**Task**: Every entry that follows is to be duplicated exactly.

**Provided entries**:
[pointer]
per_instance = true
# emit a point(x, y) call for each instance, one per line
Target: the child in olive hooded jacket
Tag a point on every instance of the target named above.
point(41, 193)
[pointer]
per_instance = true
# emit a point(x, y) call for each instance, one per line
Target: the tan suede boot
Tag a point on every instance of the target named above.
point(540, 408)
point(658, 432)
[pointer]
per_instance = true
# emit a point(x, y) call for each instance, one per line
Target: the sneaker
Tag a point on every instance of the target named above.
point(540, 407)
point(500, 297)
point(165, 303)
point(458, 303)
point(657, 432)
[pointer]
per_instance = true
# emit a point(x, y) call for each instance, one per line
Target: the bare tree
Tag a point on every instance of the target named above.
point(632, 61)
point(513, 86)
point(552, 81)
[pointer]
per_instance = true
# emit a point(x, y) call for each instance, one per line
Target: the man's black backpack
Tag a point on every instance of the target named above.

**Exercise solution**:
[pointer]
per_instance = true
# emit a point(x, y) call for each instance, one per line
Target: the child in olive hooded jacket
Tag a point on every instance of the target named above.
point(41, 193)
[pointer]
per_instance = true
# emit a point(x, y) call for each instance, one per line
Target: the tan suede boot
Tag a point on every instance of the target named above.
point(540, 408)
point(658, 432)
[pointer]
per_instance = true
# emit a point(x, y) call for each instance, one per line
Target: the sneaker
Tag a point on every instance of the target named above.
point(540, 407)
point(500, 297)
point(165, 303)
point(458, 303)
point(657, 432)
[pointer]
per_instance = true
# emit a point(x, y) call for each instance, one per line
Target: the bare tree
Tag a point on every instance of the target named above.
point(632, 61)
point(513, 86)
point(552, 81)
[pointer]
per_instance = true
# emit a point(x, y) call for each instance, one per line
Target: the man's black backpack
Tag a point on every instance of the target named above.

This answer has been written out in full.